• Textauszug:
**********
Etwa jeder dritte Kunde ist Rentner. Einer Hochrechnung des bundesweiten Dachvereins Tafel Deutschland″ zufolge ist die Zahl der Senioren, die sich regelmäßig bei der Tafel mit Lebensmitteln versorgen, innerhalb von einem Jahr um 20 Prozent gestiegen. Auch Große-Marke konstatiert: Der Anteil der Senioren, die bei der Osnabrücker Tafel einkaufen, ist stark gestiegen. Besonders bei unserem Bringdienst, der Lebensmittel für ältere und kranke Menschen ins Haus liefert, können wir den Nachfragen unserer älteren Kunden kaum noch nachkommen.″

Ebenfalls stark gestiegen ist Große-Marke zufolge der Anteil der Bedürftigen, die über die Kindertafel mit Lebensmitteln versorgt werden. Die Kindertafel liefert Pausenbrote, Obst, Joghurt, Früchtequark und Milch in 13 Osnabrücker Schulen.
**********
• Vorliegende Zeilen:
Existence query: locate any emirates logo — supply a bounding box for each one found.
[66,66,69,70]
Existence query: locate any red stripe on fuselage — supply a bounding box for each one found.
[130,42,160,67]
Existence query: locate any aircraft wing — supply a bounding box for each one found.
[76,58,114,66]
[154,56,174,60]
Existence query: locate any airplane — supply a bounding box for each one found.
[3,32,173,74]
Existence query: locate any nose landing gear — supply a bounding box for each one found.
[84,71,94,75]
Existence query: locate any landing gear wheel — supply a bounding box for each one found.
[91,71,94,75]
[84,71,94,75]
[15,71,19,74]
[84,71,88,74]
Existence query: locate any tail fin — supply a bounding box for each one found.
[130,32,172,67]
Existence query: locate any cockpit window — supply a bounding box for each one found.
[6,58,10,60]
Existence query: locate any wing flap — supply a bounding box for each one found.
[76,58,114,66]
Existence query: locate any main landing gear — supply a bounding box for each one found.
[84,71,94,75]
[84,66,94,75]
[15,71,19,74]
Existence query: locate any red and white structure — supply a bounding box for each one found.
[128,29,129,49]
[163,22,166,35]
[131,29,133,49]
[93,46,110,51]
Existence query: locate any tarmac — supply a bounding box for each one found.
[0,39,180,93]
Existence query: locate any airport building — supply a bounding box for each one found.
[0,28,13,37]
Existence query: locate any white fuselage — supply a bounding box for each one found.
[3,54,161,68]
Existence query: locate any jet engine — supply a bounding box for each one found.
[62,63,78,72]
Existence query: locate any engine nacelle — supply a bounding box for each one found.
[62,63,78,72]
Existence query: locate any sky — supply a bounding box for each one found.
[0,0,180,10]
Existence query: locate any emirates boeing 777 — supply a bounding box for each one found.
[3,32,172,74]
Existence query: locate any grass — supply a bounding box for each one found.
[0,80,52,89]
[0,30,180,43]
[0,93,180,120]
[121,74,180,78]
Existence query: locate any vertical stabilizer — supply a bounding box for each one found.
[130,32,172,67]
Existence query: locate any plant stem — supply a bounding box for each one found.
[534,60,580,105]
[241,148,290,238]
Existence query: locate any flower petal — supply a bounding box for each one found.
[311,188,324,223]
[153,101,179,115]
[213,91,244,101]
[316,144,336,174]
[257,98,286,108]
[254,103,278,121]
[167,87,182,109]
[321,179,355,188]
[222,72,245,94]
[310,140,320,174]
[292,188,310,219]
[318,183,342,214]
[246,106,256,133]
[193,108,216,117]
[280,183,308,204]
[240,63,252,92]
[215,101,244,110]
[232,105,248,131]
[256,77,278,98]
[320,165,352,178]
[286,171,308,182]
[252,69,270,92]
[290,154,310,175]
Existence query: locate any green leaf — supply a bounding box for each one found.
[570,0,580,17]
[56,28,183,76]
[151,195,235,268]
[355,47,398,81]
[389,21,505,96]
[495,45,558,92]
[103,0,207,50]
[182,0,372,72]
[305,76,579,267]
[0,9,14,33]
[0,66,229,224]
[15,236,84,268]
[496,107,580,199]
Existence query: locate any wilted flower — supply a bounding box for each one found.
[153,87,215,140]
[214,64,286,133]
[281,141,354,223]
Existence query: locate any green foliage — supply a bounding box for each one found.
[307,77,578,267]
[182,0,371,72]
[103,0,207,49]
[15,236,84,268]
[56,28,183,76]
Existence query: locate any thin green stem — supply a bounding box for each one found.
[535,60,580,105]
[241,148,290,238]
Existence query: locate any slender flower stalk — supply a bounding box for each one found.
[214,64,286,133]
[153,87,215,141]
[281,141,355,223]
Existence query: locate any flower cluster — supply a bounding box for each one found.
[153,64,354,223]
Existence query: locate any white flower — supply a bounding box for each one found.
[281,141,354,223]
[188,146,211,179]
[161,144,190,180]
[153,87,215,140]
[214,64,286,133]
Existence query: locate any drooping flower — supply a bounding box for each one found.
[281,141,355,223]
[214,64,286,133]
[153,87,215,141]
**********
• Aufgabe 1: Tippe aus dem Textauszug über die Tafel die Stelle von „Ebenfalls stark gestiegen“ bis „13 Osnabrücker Schulen.“ wortgetreu ab.
• Aufgabe 2:
Beantworte mithilfe des Textauszugs über die Tafel diese Fragen:
(a) Um wie viel Prozent ist die Zahl der Senioren, die sich regelmäßig bei der Tafel versorgen, innerhalb eines Jahres gestiegen?
(b) Für wen bringt der Bringdienst Lebensmittel ins Haus?
(c) In wie vielen Osnabrücker Schulen liefert die Kindertafel?
• Aufgabe 3:
Stimmen diese Aussagen mit dem Textauszug über die Tafel überein? Antworte jeweils mit Ja oder Nein und zitiere die entscheidenden Worte.
(a) Ungefähr ein Drittel der Kunden sind Rentner.
(b) Die Kindertafel liefert warme Mittagessen an Schulen.
(c) Laut Große-Marke ist der Anteil der Senioren bei der Osnabrücker Tafel gesunken.

• Vollständige Antwort 1:
Ebenfalls stark gestiegen ist Große-Marke zufolge der Anteil der Bedürftigen, die über die Kindertafel mit Lebensmitteln versorgt werden. Die Kindertafel liefert Pausenbrote, Obst, Joghurt, Früchtequark und Milch in 13 Osnabrücker Schulen.

• Vollständige Antwort 2:
(a) Um 20 Prozent.
(b) Für ältere und kranke Menschen.
(c) In 13 Schulen.

• Vollständige Antwort 3:
(a) Ja: „Etwa jeder dritte Kunde ist Rentner.“
(b) Nein: „Die Kindertafel liefert Pausenbrote, Obst, Joghurt, Früchtequark und Milch in 13 Osnabrücker Schulen.“
(c) Nein: „Der Anteil der Senioren, die bei der Osnabrücker Tafel einkaufen, ist stark gestiegen.“